## INSTRUCTIONS TO FOLLOW
Copy out each line in the items below that contains the word "segment".

## DATASET RECORDS
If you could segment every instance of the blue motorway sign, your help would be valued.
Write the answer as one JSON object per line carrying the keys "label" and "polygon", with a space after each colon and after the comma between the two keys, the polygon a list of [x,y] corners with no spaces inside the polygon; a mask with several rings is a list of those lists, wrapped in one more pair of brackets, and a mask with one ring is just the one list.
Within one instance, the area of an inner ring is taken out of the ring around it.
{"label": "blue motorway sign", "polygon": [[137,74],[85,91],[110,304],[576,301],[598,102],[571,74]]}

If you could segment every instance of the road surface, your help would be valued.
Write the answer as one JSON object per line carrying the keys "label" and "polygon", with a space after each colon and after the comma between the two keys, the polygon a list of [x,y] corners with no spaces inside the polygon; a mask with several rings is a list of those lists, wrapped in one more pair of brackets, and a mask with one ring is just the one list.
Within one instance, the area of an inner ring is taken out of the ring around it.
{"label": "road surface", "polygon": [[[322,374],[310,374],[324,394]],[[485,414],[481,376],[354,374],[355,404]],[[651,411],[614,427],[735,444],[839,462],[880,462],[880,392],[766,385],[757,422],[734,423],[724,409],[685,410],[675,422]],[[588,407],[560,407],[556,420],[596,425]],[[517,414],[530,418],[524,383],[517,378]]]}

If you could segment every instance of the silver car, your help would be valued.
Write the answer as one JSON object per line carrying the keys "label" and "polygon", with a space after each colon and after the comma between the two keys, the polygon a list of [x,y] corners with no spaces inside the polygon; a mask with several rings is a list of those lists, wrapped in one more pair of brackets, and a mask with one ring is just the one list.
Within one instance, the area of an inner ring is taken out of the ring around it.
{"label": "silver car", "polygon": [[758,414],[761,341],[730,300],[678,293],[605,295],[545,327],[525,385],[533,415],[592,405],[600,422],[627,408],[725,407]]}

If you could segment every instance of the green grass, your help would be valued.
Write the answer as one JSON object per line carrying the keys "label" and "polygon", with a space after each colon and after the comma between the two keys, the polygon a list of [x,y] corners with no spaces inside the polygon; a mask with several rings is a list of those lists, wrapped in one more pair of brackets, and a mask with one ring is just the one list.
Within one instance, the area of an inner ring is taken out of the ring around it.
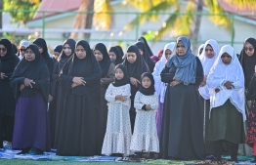
{"label": "green grass", "polygon": [[0,159],[0,165],[142,165],[134,162],[77,162],[77,161],[36,161],[22,159]]}

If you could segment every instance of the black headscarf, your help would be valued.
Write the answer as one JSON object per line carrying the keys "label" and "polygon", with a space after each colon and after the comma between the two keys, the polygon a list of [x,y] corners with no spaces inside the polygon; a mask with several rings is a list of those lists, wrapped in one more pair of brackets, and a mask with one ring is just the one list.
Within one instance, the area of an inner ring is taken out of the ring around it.
{"label": "black headscarf", "polygon": [[[250,43],[254,48],[254,55],[248,57],[244,51],[244,46],[246,43]],[[249,82],[252,76],[255,73],[255,65],[256,65],[256,40],[255,38],[246,38],[243,42],[243,48],[241,50],[239,56],[239,62],[241,63],[243,73],[244,73],[244,80],[245,80],[245,88],[248,87]]]}
{"label": "black headscarf", "polygon": [[62,49],[62,53],[58,59],[59,61],[59,68],[62,69],[64,65],[64,63],[67,62],[68,59],[70,59],[73,54],[74,54],[74,49],[75,49],[75,41],[72,38],[68,38],[64,42],[63,48],[64,47],[64,45],[67,44],[69,45],[69,47],[71,48],[71,55],[70,56],[66,56],[64,51]]}
{"label": "black headscarf", "polygon": [[145,44],[145,47],[146,47],[148,53],[149,54],[149,57],[153,56],[151,49],[149,48],[147,40],[143,36],[140,37],[137,41],[141,41]]}
{"label": "black headscarf", "polygon": [[144,42],[142,41],[138,41],[135,43],[135,45],[141,50],[143,51],[143,59],[144,61],[146,62],[146,63],[148,64],[148,66],[149,67],[150,69],[150,72],[153,71],[153,68],[154,68],[154,62],[152,62],[152,60],[150,59],[150,55],[149,53],[148,52],[148,49],[146,48],[146,45]]}
{"label": "black headscarf", "polygon": [[[151,86],[149,88],[144,88],[143,87],[143,79],[144,77],[149,77],[151,81]],[[152,74],[151,73],[143,73],[142,74],[142,78],[141,78],[141,86],[140,86],[140,89],[139,91],[143,94],[143,95],[146,95],[146,96],[149,96],[149,95],[153,95],[155,90],[154,90],[154,80],[153,80],[153,77],[152,77]]]}
{"label": "black headscarf", "polygon": [[[86,51],[85,59],[80,60],[76,55],[72,56],[72,59],[64,64],[60,74],[60,80],[64,89],[63,95],[64,97],[68,94],[68,91],[71,88],[72,77],[83,77],[86,81],[85,86],[90,87],[90,90],[95,91],[95,95],[98,95],[97,91],[100,89],[101,67],[99,62],[87,41],[80,40],[76,42],[75,48],[79,45]],[[83,95],[86,93],[85,91],[86,89],[84,86],[78,86],[72,89],[72,93],[77,95]]]}
{"label": "black headscarf", "polygon": [[[48,96],[49,96],[49,86],[50,86],[50,75],[49,71],[47,69],[47,65],[40,55],[40,52],[38,50],[37,45],[30,44],[26,50],[30,48],[32,52],[35,54],[35,59],[32,62],[28,62],[25,60],[25,58],[22,58],[21,62],[17,65],[10,81],[11,86],[13,88],[13,91],[15,93],[16,99],[19,97],[19,91],[20,91],[20,78],[29,78],[35,81],[35,83],[38,83],[41,92],[44,98],[45,103],[48,102]],[[25,90],[25,89],[23,89]],[[35,93],[35,90],[33,89],[27,89],[29,90],[28,93]]]}
{"label": "black headscarf", "polygon": [[123,64],[126,65],[130,77],[134,77],[137,80],[140,80],[141,75],[144,72],[149,72],[149,69],[143,60],[142,56],[140,55],[139,49],[136,45],[129,46],[129,48],[127,49],[127,53],[128,52],[135,53],[137,56],[137,60],[134,63],[130,63],[126,58],[123,62]]}
{"label": "black headscarf", "polygon": [[118,49],[116,47],[111,47],[108,51],[108,53],[113,52],[116,56],[116,59],[114,61],[114,64],[119,64],[123,62],[122,60],[122,55],[120,54],[120,52],[118,51]]}
{"label": "black headscarf", "polygon": [[0,45],[5,46],[6,48],[6,55],[4,57],[0,56],[0,59],[2,62],[13,59],[14,57],[16,57],[14,51],[13,51],[13,45],[12,43],[8,40],[8,39],[1,39],[0,40]]}
{"label": "black headscarf", "polygon": [[18,49],[15,44],[12,44],[12,48],[13,48],[14,54],[18,54]]}
{"label": "black headscarf", "polygon": [[119,51],[119,54],[121,55],[121,57],[123,57],[124,55],[123,49],[119,45],[115,46],[115,48],[117,48],[117,50]]}
{"label": "black headscarf", "polygon": [[45,40],[43,38],[37,38],[33,41],[33,44],[43,49],[43,53],[41,55],[47,64],[50,75],[52,75],[54,69],[54,61],[52,58],[50,58],[50,55],[48,54],[48,49]]}
{"label": "black headscarf", "polygon": [[103,43],[98,43],[94,46],[93,51],[98,50],[103,54],[103,60],[101,62],[99,62],[100,66],[102,68],[102,78],[106,77],[108,69],[109,69],[109,65],[111,63],[111,61],[109,59],[108,53],[107,51],[107,47],[103,44]]}
{"label": "black headscarf", "polygon": [[[74,43],[75,44],[75,43]],[[64,49],[64,46],[63,45],[57,45],[55,48],[54,48],[54,52],[58,52],[59,54],[62,53]]]}
{"label": "black headscarf", "polygon": [[0,56],[0,60],[2,61],[1,70],[10,78],[20,59],[15,55],[12,43],[8,39],[1,39],[0,45],[6,48],[6,55],[4,57]]}
{"label": "black headscarf", "polygon": [[114,77],[114,80],[112,82],[112,85],[115,86],[115,87],[120,87],[122,85],[126,85],[126,84],[129,84],[130,83],[130,77],[128,75],[128,72],[127,72],[127,67],[126,65],[120,63],[120,64],[117,64],[114,68],[114,70],[116,70],[117,68],[120,68],[122,71],[123,71],[123,78],[121,80],[117,80],[115,77]]}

## FINISHED EXERCISE
If you could segment every instance of the blue motorway sign, your help would be valued.
If you could segment every instance of the road surface, your help would be valued.
If you could segment every instance of the silver car, your help would be valued.
If you could segment every instance of the green grass, your help would be valued.
If you could segment every instance of the black headscarf, your help would be valued.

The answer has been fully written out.